[Start of Attachment]
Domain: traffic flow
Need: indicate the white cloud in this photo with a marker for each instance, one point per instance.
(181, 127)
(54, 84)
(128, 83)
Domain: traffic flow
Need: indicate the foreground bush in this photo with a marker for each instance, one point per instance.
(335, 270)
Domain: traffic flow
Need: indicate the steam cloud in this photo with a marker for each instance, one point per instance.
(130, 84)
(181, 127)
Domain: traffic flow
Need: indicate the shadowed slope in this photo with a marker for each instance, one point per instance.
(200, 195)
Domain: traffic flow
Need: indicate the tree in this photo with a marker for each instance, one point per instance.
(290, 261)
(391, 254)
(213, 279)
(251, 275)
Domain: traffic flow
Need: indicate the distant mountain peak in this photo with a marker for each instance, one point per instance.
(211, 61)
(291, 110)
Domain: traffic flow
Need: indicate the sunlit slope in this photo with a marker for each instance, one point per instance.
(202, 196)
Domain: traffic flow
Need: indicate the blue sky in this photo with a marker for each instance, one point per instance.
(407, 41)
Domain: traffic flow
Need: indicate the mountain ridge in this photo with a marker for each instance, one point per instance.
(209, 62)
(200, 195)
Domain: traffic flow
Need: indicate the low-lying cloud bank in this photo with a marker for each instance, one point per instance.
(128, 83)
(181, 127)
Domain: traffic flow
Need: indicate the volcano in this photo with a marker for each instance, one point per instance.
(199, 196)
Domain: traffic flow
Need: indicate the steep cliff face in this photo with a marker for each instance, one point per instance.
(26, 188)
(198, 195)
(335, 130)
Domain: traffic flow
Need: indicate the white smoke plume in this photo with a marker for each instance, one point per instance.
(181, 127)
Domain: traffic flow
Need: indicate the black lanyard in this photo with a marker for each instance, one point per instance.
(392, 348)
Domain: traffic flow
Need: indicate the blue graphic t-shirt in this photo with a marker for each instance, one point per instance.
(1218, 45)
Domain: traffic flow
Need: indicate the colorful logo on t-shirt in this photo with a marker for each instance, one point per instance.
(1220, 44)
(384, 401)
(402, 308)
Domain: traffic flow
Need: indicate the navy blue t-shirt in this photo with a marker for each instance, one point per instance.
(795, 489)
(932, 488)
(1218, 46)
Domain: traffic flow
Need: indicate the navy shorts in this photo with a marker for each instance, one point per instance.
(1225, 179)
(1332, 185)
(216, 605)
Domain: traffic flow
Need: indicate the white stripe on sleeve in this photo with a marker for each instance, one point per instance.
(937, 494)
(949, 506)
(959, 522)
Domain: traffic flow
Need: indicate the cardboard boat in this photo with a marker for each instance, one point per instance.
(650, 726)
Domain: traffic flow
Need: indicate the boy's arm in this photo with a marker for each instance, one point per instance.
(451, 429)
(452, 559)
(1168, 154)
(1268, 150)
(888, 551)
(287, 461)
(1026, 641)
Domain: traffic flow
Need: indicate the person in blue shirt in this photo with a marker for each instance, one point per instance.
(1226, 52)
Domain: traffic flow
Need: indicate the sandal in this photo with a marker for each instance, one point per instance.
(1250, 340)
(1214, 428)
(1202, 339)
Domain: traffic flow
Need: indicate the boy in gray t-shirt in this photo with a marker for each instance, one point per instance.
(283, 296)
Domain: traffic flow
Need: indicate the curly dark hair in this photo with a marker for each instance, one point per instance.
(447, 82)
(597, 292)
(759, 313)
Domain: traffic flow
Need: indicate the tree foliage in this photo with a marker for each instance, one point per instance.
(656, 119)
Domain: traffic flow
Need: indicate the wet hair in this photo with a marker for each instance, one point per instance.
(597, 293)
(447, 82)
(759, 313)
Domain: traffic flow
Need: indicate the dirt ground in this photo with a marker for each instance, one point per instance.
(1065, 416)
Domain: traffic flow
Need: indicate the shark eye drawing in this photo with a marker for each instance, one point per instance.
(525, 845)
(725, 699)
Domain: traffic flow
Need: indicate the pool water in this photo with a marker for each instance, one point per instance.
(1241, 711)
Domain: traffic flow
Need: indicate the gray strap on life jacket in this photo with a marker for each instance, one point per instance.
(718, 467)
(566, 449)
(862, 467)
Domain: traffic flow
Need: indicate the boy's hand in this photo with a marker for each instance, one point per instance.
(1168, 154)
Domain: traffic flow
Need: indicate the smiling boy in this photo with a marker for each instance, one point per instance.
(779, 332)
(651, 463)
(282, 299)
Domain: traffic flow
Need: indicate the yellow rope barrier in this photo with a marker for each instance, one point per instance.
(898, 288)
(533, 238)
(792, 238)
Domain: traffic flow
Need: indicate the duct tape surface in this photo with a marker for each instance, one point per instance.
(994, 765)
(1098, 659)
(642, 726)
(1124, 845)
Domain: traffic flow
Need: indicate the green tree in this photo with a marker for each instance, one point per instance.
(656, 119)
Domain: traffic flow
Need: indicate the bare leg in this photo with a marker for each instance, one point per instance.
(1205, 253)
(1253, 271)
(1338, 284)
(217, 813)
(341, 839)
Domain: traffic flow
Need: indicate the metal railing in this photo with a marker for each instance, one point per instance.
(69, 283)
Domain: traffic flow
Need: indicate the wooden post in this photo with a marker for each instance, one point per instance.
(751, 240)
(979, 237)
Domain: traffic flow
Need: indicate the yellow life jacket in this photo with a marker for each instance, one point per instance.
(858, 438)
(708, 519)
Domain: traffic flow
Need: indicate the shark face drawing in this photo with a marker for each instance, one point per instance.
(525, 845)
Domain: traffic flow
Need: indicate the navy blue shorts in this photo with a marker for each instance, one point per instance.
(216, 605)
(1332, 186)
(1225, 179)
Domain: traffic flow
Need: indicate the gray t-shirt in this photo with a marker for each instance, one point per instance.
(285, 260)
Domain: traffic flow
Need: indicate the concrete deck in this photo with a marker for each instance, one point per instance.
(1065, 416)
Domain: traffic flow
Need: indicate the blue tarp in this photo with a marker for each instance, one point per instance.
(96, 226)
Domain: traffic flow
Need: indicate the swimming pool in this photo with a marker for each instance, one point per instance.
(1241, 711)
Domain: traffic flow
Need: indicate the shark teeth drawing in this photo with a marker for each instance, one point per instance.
[End of Attachment]
**PROBLEM TO WORK ON**.
Each record is to be repeated exactly.

**EXERCISE ANSWER**.
Domain: traffic flow
Need: indicate the white cloud in this photo with a marker for each instance, one point per instance.
(181, 127)
(54, 84)
(128, 83)
Domain: traffic flow
Need: indicate the foreground bush in this photo with a marker for each instance, one point per instance.
(335, 270)
Domain: traffic flow
Need: indicate the steam cloud in this photo with a marker for each instance, one point per instance.
(130, 84)
(181, 127)
Domain: traffic flow
Need: indicate the shadowed slope in this photo with a marker for each instance, one point per instance.
(200, 195)
Domain: traffic flow
Need: indicate the tree in this photo with a marker for each instance, one point per instance.
(290, 261)
(391, 254)
(213, 279)
(251, 275)
Domain: traffic flow
Need: indicate the distant mountain peak in this photo with a marker for each instance, one point per instance.
(211, 61)
(291, 110)
Domain: traffic flow
Need: indicate the sunlit slope in this photo with a marker for each instance, one point per instance.
(202, 196)
Domain: traffic flow
Need: indicate the blue sky in this photo with a marker for each instance, one point per instance.
(407, 41)
Domain: traffic flow
Need: indicate the mountain ridge in this photo with a marker for each instance, one point per instance.
(209, 62)
(200, 195)
Domain: traffic flow
Need: indicate the low-lying cloud bank in this photo with a marker for each instance, one point per instance.
(128, 83)
(181, 127)
Domain: traffic flow
Need: indicate the volcano in this photo with a marker for each instance, one point per instance.
(199, 196)
Domain: traffic flow
Need: indicate the steep cliff face in this photo with a marker for each instance, one point per instance.
(26, 188)
(198, 195)
(335, 130)
Domain: traffic flow
Need: indicate the white smoke plume in this photo with a marker for each instance, one point per instance.
(181, 127)
Domain: traffic flow
Need: indicate the black lanyard in this photo with a marker for each instance, one point per instance.
(392, 348)
Domain: traffic flow
Need: indicate the blue graphic t-shirt in this photo with a marker for each instance, one point per instance.
(1218, 45)
Domain: traffic flow
Need: indicate the colorful logo on t-shirt in this photo with a marker for each instance, one point per instance.
(1220, 44)
(384, 401)
(402, 308)
Domain: traffic flow
Need: indicate the navy blue t-shirt in this photo with a marker for each instance, one point per instance.
(795, 489)
(932, 488)
(1218, 46)
Domain: traffic flow
Need: indicate the navy shorts in this photo with a marker for each instance, one point per instance.
(1225, 179)
(1332, 185)
(216, 605)
Domain: traffic flow
Need: indicate the white stripe on sleeve in this photo with a marker for each instance, one point per instance.
(937, 494)
(949, 506)
(959, 522)
Domain: traffic flow
Need: indicate the cardboard boat in this photo with a marker for each instance, one point per instance.
(650, 726)
Domain: traffic flow
Need: indicate the boy's arm in this photo with a marker for each instance, one point per instance.
(451, 429)
(452, 559)
(1168, 154)
(1268, 150)
(888, 551)
(287, 461)
(1026, 641)
Domain: traffic flow
Need: indicate the person in blue shirt in this photo with a marker for each instance, one point per instance.
(1226, 52)
Domain: traffic flow
Need: indicate the sandal in this photo with a marker for each instance, one point per instance.
(1250, 340)
(1214, 428)
(1202, 339)
Domain: traffic flow
Need: indicate the boy in gray t-shirt in this photo with a marker for each instance, one point per instance.
(283, 296)
Domain: traffic flow
Need: indicate the curly dark hair in this photo with a marker for each instance, one point per instance.
(447, 82)
(597, 292)
(759, 313)
Domain: traffic flow
Need: indicate the tree foliage in this photo with a marker for each instance, one point per instance.
(656, 119)
Domain: traffic flow
Need: indicate the wet hair in this photo with a marker for each instance, one point per instance.
(597, 293)
(447, 82)
(759, 313)
Domain: traffic flow
Need: indicate the dirt ground in this photo with a marker for each instance, one point per instance.
(1065, 416)
Domain: traffic flow
Need: indicate the shark eye drawing in this photo with a marker for each instance, one point per instance.
(525, 845)
(725, 699)
Domain: traffic flow
Need: indicate the pool water in this photo with a marker for each instance, one point per instance.
(1241, 711)
Domain: traffic flow
Need: indicate the gray strap on life jacket in this photo with a marker for each instance, one point per instance.
(718, 467)
(566, 449)
(862, 467)
Domain: traffic flow
Need: indicate the boy's hand in this photo with a marker for each instance, one point per instance.
(1168, 154)
Domain: traffic flow
Need: indicate the smiling boy in this photo with a marker for each instance, one point per instance.
(779, 332)
(651, 463)
(282, 299)
Domain: traffic flow
Need: indicate the yellow rope barrier in this photo with a marker for each instance, one point per instance.
(898, 288)
(533, 238)
(792, 238)
Domain: traffic flow
Need: indicate the duct tape surface in this photo with a marker for each instance, one point per instance.
(994, 765)
(1098, 659)
(642, 726)
(1124, 845)
Domain: traffic flow
Need: indicate the green tree in this photo with a marker for each instance, one point per instance.
(656, 119)
Domain: traffic flow
Need: indicate the bare leg in this photo with a marker for each instance, one point per instance.
(1205, 253)
(1253, 271)
(1338, 284)
(217, 813)
(341, 839)
Domain: traffic flow
Need: indicate the metal railing in this photo with a marker for each instance, one point per instance.
(69, 283)
Domain: traffic flow
Need: indicate the wooden post in this photo with a marker for each instance, one point per instance.
(751, 240)
(979, 237)
Domain: traffic flow
Need: indicate the yellow life jacket in this photo with a marker for each instance, one point per instance.
(858, 438)
(708, 519)
Domain: traffic flow
Need: indicate the shark face drawing in this photo with a marker for each instance, one point per instance.
(525, 845)
Domain: traffic flow
Need: indicate the navy blue shorts in this photo with a marker for each instance, one point per instance.
(216, 605)
(1332, 186)
(1225, 179)
Domain: traffic flow
Need: indicate the gray t-shirt in this photo with a marker for each instance, one point per instance.
(285, 260)
Domain: traffic flow
Need: indicate the concrete deck in this photo with a marker for each instance, one point per instance.
(1065, 416)
Domain: traffic flow
Need: indicate the blue tarp in this photo with a marker for each instance, one point per instance.
(96, 226)
Domain: traffic flow
Need: indicate the swimming pool in this photo with a marker for each instance, one point per instance.
(1241, 711)
Domain: traffic flow
Need: indicate the shark teeth drawing in this photo with a marker for each instance, one point per instance.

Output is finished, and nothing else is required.